**What the exercise asks**: Please lay out as a numbered list everything in the records below from the line containing "like [75, 68]." down to the line containing "Target: flat dough circle", both ends included, with blank lines omitted.

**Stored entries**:
+--

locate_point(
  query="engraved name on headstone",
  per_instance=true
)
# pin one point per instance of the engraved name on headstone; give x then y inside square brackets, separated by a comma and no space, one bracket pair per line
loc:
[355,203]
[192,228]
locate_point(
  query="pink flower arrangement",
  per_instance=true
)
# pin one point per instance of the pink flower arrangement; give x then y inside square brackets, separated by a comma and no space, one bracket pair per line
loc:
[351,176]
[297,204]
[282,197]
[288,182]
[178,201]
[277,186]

+--

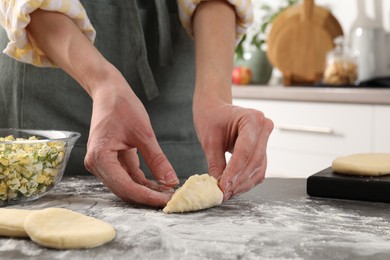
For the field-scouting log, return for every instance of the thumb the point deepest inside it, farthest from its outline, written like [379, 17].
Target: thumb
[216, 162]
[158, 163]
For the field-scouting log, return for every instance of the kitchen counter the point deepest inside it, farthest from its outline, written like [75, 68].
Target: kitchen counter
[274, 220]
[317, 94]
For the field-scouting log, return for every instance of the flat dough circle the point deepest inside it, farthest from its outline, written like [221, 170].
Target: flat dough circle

+--

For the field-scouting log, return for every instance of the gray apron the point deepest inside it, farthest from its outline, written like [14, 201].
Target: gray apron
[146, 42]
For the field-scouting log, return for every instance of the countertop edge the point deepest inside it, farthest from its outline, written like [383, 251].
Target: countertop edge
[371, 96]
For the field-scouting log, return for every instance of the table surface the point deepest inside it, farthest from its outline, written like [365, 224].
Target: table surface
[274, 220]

+--

**Problem solution**:
1. For the field-scouting log, return for every instance of the kitchen counter the point deepest inside it, farthest from its outline, written like [75, 68].
2. Target: kitchen counter
3. [274, 220]
4. [317, 94]
5. For the field-scouting log, return for every instance of the flat dough circle the point deepest inside it, farthest from its outline, written like [221, 170].
6. Target: flat dough circle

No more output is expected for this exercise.